After the funeral of Andrew Bonar Law in 1923, Asquith is supposed to have said “It is fitting that we should have buried the Unknown Prime Minister by the side of the Unknown Soldier.” Many countries since have been led by relative unknowns, but I can’t think of any in a western democracy that have deserved the title as much as Italy’s new prime minister, Giuseppe Conte.
Conte is not a member of parliament and has no political experience; he is a 53-year-old law professor. But before March’s election the populist Five Star Movement named him as a candidate for a ministerial position, and last month, having made a deal with the hard right League (formerly the Northern League), he was given the nod to be prime minister.
The first attempt faltered two weeks ago when president Sergio Mattarella objected to one of the coalition’s ministerial nominees – a proposed Eurosceptic finance minister. This sort of thing happens from time to time in parliamentary systems, and is usually resolved quickly and quietly. Instead, the populists spat the dummy, leaving Mattarella to commission an independent technocrat, Carlo Cottarelli, to form a government, which could only be a prelude to a fresh election.
After a couple of days for reflection, however, the League and the Five Stars decided they were willing to meet the president’s objection. A new candidate was found for the finance ministry and the troublesome Eurosceptic was shunted to the portfolio of European affairs. And last Friday, Conte was sworn in as Italy’s 58th prime minister, the first from the south (the Five Stars’ stronghold) in almost 30 years.
How long he might last, nobody knows. The real powers in the government are its two deputy prime ministers, Five Star leader Luigi Di Maio and League leader Matteo Salvini. Both are, after a fashion [link added], populists, and both are hostile to the powers that be in the European Union, but apart from that they have little enough in common.
Salvini sees himself as the Trumpist leader of Italy’s right, supplanting Silvio Berlusconi – who by comparison seems more like a liberal. The Five Stars, on the other hand, come broadly from the left, and Di Maio gave every hint that he would have preferred to reach an agreement with the centre-left Democratic Party. But the latter refused to play ball.
That refusal may not last forever, and if the centre-left elects a more tractable leader then the Five Stars will have other options. Conversely, although the present parliament gives Salvini no route to a majority other than by co-operation with Di Maio, he may at some point decide to gamble on forcing a new election in the hope of getting a right wing majority. (There will also, of course, be the perennial debates about further changes to the electoral system.)

++++++++

TASKS TO COMPLETE:
1: What does the text on Giuseppe Conte give as Conte's profession?
2: Decide whether each statement agrees with the text on Giuseppe Conte, answering yes or no and quoting the deciding words: (a) Conte is a member of parliament. (b) Mattarella objected to a proposed Eurosceptic finance minister. (c) Conte is the first prime minister from the south in almost 30 years.
3: Copy the passage of the text on Giuseppe Conte starting at "How long he" and ending at "to play ball.".
Base every answer on the text on Giuseppe Conte alone.

++++++++

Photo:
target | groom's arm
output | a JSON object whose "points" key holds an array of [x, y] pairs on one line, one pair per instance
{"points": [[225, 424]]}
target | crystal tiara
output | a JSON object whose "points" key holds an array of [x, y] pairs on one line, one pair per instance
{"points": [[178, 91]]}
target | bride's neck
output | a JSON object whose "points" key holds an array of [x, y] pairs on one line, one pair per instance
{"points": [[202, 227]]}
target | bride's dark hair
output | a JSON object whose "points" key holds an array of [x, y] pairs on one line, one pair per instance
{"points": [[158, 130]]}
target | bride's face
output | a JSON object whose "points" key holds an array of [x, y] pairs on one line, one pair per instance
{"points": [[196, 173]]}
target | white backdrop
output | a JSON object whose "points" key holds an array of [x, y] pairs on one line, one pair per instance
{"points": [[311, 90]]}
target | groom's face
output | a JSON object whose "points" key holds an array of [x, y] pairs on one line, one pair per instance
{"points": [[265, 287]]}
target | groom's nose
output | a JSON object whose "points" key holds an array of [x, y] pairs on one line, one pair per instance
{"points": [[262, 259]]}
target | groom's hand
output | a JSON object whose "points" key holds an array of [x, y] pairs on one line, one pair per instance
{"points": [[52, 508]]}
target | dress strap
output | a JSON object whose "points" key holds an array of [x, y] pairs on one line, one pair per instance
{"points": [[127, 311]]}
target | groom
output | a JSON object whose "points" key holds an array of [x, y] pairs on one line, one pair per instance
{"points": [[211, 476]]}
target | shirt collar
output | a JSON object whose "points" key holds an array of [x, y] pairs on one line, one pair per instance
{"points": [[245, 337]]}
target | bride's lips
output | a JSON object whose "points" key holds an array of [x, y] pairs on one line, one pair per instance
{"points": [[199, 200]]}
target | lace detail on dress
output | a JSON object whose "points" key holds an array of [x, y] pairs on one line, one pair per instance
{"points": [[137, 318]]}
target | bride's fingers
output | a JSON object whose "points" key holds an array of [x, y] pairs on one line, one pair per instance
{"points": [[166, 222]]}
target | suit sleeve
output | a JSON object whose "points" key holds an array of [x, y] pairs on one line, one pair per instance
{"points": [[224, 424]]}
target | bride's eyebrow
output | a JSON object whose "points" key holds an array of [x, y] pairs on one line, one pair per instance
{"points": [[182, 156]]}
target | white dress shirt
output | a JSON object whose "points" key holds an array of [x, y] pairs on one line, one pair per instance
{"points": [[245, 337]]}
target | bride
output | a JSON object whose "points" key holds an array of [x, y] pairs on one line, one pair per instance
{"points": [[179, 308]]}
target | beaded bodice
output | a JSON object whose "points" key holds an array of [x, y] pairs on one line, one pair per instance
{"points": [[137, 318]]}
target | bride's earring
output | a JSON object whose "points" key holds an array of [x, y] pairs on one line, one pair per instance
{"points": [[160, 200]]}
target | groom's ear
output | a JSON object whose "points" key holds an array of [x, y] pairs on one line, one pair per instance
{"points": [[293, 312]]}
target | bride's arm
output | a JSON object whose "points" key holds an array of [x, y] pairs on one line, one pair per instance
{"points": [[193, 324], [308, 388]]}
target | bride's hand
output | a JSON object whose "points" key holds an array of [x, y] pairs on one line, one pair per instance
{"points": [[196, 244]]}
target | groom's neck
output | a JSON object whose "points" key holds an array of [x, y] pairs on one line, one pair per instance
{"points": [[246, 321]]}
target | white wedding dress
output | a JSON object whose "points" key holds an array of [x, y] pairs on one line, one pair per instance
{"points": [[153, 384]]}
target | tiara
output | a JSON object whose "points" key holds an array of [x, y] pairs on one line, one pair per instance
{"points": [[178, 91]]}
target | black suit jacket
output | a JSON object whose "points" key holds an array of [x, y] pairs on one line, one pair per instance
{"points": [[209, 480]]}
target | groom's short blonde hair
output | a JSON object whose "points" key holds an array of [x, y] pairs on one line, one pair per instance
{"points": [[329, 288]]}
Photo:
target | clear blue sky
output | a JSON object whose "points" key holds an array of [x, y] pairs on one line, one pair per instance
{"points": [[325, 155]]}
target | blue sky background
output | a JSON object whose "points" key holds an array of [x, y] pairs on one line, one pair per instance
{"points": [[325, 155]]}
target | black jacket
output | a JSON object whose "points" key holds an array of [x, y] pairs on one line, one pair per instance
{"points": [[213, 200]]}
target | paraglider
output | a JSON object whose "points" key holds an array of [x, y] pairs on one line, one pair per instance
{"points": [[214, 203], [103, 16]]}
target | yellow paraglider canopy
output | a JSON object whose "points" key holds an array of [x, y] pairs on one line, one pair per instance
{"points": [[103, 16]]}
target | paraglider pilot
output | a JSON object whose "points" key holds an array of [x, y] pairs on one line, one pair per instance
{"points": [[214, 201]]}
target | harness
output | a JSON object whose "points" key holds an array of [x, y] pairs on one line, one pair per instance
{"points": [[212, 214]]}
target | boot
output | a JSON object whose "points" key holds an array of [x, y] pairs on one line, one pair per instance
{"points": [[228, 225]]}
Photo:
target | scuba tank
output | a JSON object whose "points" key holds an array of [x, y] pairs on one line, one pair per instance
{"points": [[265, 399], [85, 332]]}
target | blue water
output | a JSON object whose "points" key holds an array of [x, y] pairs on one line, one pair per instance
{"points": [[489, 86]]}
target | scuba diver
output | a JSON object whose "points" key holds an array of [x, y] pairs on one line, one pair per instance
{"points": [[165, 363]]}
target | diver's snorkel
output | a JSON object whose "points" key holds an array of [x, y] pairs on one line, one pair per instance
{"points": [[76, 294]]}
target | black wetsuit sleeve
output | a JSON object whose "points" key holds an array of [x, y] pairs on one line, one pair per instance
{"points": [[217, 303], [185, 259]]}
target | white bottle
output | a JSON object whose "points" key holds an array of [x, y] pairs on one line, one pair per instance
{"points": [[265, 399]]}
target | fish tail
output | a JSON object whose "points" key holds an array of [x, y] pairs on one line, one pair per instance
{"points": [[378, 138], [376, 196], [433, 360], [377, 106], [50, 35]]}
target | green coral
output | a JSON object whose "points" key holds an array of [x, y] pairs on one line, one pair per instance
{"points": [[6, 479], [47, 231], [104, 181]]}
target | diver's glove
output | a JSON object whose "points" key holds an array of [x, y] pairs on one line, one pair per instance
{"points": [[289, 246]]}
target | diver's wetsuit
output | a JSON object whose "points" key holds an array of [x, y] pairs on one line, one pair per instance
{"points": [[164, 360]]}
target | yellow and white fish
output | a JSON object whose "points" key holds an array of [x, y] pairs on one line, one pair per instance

++++++++

RESULTS:
1: He is a 53-year-old law professor.

2:
(a) No: "Conte is not a member of parliament and has no political experience"
(b) Yes: "president Sergio Mattarella objected to one of the coalition’s ministerial nominees – a proposed Eurosceptic finance minister"
(c) Yes: "the first from the south (the Five Stars’ stronghold) in almost 30 years"

3:
How long he might last, nobody knows. The real powers in the government are its two deputy prime ministers, Five Star leader Luigi Di Maio and League leader Matteo Salvini. Both are, after a fashion [link added], populists, and both are hostile to the powers that be in the European Union, but apart from that they have little enough in common.
Salvini sees himself as the Trumpist leader of Italy’s right, supplanting Silvio Berlusconi – who by comparison seems more like a liberal. The Five Stars, on the other hand, come broadly from the left, and Di Maio gave every hint that he would have preferred to reach an agreement with the centre-left Democratic Party. But the latter refused to play ball.